EXERCISE OBJECTIVE:
Reproduce the whole listing, character for character.
Start of EXCERPTED DATA
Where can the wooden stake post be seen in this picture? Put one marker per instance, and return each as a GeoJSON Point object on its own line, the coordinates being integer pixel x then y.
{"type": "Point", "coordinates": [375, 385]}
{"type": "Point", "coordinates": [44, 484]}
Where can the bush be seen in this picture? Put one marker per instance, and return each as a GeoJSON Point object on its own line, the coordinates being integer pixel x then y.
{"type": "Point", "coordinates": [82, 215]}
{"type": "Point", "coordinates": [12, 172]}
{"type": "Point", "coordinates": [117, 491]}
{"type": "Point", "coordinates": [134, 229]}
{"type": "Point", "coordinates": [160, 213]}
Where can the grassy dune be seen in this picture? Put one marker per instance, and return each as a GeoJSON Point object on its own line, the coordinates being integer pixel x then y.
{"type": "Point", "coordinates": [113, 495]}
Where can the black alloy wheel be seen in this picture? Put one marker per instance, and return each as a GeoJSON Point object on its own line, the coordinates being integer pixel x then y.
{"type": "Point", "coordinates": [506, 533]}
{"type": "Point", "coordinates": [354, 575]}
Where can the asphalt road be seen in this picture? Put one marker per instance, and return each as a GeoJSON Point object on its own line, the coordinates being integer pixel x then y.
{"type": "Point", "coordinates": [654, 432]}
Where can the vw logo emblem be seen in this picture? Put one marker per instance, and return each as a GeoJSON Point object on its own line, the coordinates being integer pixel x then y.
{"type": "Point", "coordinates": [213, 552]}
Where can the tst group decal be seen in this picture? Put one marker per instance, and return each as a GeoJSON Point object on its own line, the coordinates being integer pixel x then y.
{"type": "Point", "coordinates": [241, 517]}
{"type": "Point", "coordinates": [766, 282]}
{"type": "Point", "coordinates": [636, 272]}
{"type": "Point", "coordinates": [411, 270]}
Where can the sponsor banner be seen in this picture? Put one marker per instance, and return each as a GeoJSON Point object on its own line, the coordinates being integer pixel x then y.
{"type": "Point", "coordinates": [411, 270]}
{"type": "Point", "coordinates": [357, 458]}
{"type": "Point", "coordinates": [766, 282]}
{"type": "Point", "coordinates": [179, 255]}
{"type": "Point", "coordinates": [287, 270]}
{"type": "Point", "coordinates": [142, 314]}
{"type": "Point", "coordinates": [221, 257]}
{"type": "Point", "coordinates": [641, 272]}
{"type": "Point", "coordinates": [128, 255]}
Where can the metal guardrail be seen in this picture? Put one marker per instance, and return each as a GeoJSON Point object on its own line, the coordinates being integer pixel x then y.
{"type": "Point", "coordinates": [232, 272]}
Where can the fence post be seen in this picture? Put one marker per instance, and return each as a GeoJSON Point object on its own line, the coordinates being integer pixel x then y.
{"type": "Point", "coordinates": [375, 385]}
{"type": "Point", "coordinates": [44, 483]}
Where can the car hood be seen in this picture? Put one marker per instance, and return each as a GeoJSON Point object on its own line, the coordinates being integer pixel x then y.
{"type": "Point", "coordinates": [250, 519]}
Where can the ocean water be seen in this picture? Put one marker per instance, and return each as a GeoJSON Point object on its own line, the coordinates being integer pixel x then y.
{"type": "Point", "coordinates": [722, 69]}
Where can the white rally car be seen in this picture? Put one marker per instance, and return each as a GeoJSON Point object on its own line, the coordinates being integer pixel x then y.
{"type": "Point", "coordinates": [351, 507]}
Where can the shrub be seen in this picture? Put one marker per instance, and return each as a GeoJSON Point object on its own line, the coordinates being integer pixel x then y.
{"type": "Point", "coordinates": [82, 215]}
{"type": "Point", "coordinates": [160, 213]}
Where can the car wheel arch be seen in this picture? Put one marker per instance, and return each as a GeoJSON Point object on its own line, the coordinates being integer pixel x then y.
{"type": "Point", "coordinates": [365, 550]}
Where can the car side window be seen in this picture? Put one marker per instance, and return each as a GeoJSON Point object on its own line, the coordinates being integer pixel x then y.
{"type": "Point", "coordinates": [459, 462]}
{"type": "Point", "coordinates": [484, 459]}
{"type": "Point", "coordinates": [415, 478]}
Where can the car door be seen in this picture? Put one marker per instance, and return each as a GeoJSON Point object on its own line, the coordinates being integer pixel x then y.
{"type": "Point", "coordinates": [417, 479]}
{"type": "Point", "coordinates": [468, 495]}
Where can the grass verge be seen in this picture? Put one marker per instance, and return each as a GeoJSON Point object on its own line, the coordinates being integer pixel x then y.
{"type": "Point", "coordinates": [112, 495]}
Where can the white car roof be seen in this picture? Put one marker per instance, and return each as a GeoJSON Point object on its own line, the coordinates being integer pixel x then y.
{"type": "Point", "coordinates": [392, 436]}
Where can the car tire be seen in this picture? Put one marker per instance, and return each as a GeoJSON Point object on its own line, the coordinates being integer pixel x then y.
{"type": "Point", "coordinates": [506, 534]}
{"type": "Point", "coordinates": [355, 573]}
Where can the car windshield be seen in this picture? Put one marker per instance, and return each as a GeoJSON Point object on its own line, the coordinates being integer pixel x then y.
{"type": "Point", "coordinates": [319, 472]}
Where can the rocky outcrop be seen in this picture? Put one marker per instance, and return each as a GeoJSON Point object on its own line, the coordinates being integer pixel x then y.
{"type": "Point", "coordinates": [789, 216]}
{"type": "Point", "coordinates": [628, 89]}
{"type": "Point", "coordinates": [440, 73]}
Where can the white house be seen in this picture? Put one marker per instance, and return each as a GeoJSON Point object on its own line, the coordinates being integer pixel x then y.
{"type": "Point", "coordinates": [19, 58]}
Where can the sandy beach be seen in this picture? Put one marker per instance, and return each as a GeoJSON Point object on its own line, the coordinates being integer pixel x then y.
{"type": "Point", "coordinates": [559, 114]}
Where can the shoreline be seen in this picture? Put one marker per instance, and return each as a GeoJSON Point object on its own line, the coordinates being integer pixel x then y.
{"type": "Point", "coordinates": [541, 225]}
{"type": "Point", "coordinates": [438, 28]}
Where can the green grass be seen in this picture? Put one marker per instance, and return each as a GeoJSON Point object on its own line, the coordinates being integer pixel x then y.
End of EXCERPTED DATA
CORRECT OUTPUT:
Where can the wooden stake post be seen in this picture? Put one marker per instance, and return each as a GeoJSON Point object on its own line, the coordinates being integer pixel x then y.
{"type": "Point", "coordinates": [375, 385]}
{"type": "Point", "coordinates": [44, 484]}
Where can the bush be seen in this picture? Put one marker per instance, and return each as a GeoJSON Point object on its own line, the coordinates being integer pixel x then y.
{"type": "Point", "coordinates": [82, 215]}
{"type": "Point", "coordinates": [12, 172]}
{"type": "Point", "coordinates": [117, 491]}
{"type": "Point", "coordinates": [134, 229]}
{"type": "Point", "coordinates": [160, 213]}
Where can the grassy dune be seen in this picture? Put one marker per instance, and return each as a GeoJSON Point object on its own line, the coordinates being integer pixel x then y.
{"type": "Point", "coordinates": [113, 495]}
Where can the black alloy wheel be seen in this picture? Put one marker per instance, and return each as a GeoJSON Point object on its own line, the coordinates being integer pixel x then y.
{"type": "Point", "coordinates": [506, 533]}
{"type": "Point", "coordinates": [354, 575]}
Where can the asphalt road be seen in this picture? Put one marker per instance, and return each as a GeoJSON Point object on its own line, the coordinates being integer pixel x then y.
{"type": "Point", "coordinates": [654, 432]}
Where can the vw logo emblem be seen in this picture? Put one marker per instance, and return each as a GeoJSON Point object on its own line, the coordinates being integer pixel x then y.
{"type": "Point", "coordinates": [213, 552]}
Where can the tst group decal be seen in this picture? Put one marker per instance, and return each as a GeoJSON Point object on its own line, the coordinates being integer pixel x then y.
{"type": "Point", "coordinates": [241, 517]}
{"type": "Point", "coordinates": [766, 282]}
{"type": "Point", "coordinates": [636, 272]}
{"type": "Point", "coordinates": [411, 270]}
Where can the sponsor banner be seen in this picture? Put one marker per instance, and return each as a GeoJSON Point object on its own line, the coordinates being integer pixel x then y.
{"type": "Point", "coordinates": [411, 270]}
{"type": "Point", "coordinates": [357, 458]}
{"type": "Point", "coordinates": [766, 282]}
{"type": "Point", "coordinates": [179, 255]}
{"type": "Point", "coordinates": [287, 270]}
{"type": "Point", "coordinates": [142, 314]}
{"type": "Point", "coordinates": [221, 257]}
{"type": "Point", "coordinates": [641, 272]}
{"type": "Point", "coordinates": [128, 255]}
Where can the metal guardrail be seen in this picture? Put one marker per instance, and return each as a GeoJSON Point object on its own line, the coordinates being integer pixel x then y.
{"type": "Point", "coordinates": [232, 272]}
Where can the fence post be seen in this picture? Put one marker per instance, and return each as a GeoJSON Point object on its own line, the coordinates being integer pixel x then y.
{"type": "Point", "coordinates": [375, 385]}
{"type": "Point", "coordinates": [44, 483]}
Where can the car hood be seen in this picture? Put one marker per instance, and return each as a GeoJSON Point object on its own line, the coordinates being integer pixel x then y.
{"type": "Point", "coordinates": [250, 519]}
Where can the ocean water be seen in this picture? Put one marker per instance, and return each as a GeoJSON Point object on its own line, the coordinates being integer pixel x then y.
{"type": "Point", "coordinates": [722, 69]}
Where can the white rally car be seen in this picture? Put one marker per instance, and return each as a GeoJSON Point object on its own line, the coordinates being integer pixel x then y.
{"type": "Point", "coordinates": [351, 507]}
Where can the shrub be seen in this picture? Put one marker per instance, and return each as a GeoJSON Point object on its own line, the coordinates being integer pixel x then y.
{"type": "Point", "coordinates": [82, 215]}
{"type": "Point", "coordinates": [160, 213]}
Where can the car wheel arch be seen in this picture? Put one marker per instance, and return each as a GeoJSON Point object on its own line, the coordinates being integer pixel x then y.
{"type": "Point", "coordinates": [365, 550]}
Where can the car side window be seen in this picture? Put one marker per instance, and return each as a GeoJSON Point object on its own line, the coordinates being integer pixel x then y.
{"type": "Point", "coordinates": [459, 462]}
{"type": "Point", "coordinates": [484, 459]}
{"type": "Point", "coordinates": [415, 478]}
Where can the car door be seen in this picture? Put one marker per instance, and return each as a GeoJSON Point object on its own line, the coordinates being integer pixel x then y.
{"type": "Point", "coordinates": [417, 479]}
{"type": "Point", "coordinates": [468, 495]}
Where can the grass verge be seen in this picture? Put one marker per instance, and return each as a GeoJSON Point object on its own line, the coordinates being integer pixel x then y.
{"type": "Point", "coordinates": [112, 495]}
Where can the white car roof be seen in this picture? Put one marker per instance, and return each as a GeoJSON Point object on its own line, the coordinates being integer pixel x then y.
{"type": "Point", "coordinates": [392, 436]}
Where can the car tire be seen in this picture? Put one marker per instance, and return each as a GeoJSON Point object on its own line, the coordinates being integer pixel x then y.
{"type": "Point", "coordinates": [506, 534]}
{"type": "Point", "coordinates": [355, 573]}
Where can the car windshield be seen in this picture? Put one marker per instance, and return each as a GeoJSON Point object on its own line, the coordinates being integer pixel x then y.
{"type": "Point", "coordinates": [319, 472]}
Where can the rocky outcrop be seen in this picture? Put one marker per instance, and return each as a GeoJSON Point object on its own line, the coordinates being integer pixel x then y.
{"type": "Point", "coordinates": [789, 216]}
{"type": "Point", "coordinates": [628, 89]}
{"type": "Point", "coordinates": [440, 73]}
Where can the white house be seen in this picture? Put one marker per instance, and return each as a GeoJSON Point object on its own line, the coordinates being integer pixel x then y.
{"type": "Point", "coordinates": [19, 58]}
Where can the sandy beach be seen in this picture? Put one marker per instance, and return each as a GeoJSON Point object on its own line, the coordinates being integer pixel x then y.
{"type": "Point", "coordinates": [559, 114]}
Where can the shoreline be seen in this picture? Put one marker per instance, and return each as a GeoJSON Point object on its own line, the coordinates being integer pixel x then y.
{"type": "Point", "coordinates": [541, 225]}
{"type": "Point", "coordinates": [438, 28]}
Where can the green grass be seen in this picture? Put one marker per instance, and return each as a GeoJSON Point object on its own line, the coordinates being integer pixel x then y.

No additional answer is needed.